Problem description => Working from the line that contains "Query: right hand fingers" down to the last line below, repeat each line exactly.

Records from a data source
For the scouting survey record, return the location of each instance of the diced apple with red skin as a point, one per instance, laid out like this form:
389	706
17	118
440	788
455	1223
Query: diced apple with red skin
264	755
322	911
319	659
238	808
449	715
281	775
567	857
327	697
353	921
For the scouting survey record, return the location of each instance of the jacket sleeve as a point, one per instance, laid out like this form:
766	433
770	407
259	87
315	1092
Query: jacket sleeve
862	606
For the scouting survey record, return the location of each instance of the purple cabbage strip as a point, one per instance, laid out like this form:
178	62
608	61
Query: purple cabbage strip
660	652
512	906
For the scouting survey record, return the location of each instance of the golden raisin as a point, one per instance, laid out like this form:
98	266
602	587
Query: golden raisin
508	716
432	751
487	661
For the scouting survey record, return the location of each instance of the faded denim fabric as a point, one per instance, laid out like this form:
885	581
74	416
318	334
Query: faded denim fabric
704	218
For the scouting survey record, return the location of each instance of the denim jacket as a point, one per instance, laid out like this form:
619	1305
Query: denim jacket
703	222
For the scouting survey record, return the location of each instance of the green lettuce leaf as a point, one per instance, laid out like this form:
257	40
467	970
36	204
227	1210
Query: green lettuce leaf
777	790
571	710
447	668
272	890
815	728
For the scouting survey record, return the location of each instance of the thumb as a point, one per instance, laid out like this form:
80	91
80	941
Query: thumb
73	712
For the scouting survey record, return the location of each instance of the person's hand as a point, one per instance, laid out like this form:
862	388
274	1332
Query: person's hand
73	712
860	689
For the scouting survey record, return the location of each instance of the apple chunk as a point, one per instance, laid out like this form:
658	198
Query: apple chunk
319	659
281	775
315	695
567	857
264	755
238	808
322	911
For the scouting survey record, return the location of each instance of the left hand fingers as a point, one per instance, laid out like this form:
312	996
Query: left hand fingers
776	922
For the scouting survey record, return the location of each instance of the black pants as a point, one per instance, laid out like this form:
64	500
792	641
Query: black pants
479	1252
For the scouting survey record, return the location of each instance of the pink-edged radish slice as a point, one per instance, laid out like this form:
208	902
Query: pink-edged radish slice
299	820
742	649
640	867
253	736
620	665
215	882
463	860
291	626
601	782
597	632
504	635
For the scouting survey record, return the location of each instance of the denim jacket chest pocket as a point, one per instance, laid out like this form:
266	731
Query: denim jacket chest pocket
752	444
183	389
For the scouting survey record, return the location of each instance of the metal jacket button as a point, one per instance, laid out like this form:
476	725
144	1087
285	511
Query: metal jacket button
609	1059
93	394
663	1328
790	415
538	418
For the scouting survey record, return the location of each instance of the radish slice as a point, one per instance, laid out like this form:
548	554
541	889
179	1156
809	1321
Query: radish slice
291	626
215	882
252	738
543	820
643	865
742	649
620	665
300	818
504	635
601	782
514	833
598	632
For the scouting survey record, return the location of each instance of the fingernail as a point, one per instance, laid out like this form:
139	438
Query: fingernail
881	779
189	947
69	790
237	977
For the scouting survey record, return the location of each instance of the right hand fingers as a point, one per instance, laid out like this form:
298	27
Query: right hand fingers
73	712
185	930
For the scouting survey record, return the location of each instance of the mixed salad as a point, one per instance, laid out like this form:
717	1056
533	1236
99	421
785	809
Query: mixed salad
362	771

Your response =>
Query: right hand fingers
73	712
185	930
For the scouting survey record, return the location of each instance of the mixed salad as a point, one per instance, laid out like this form:
717	1056
533	1236
99	421
785	809
Query: mixed salad
362	771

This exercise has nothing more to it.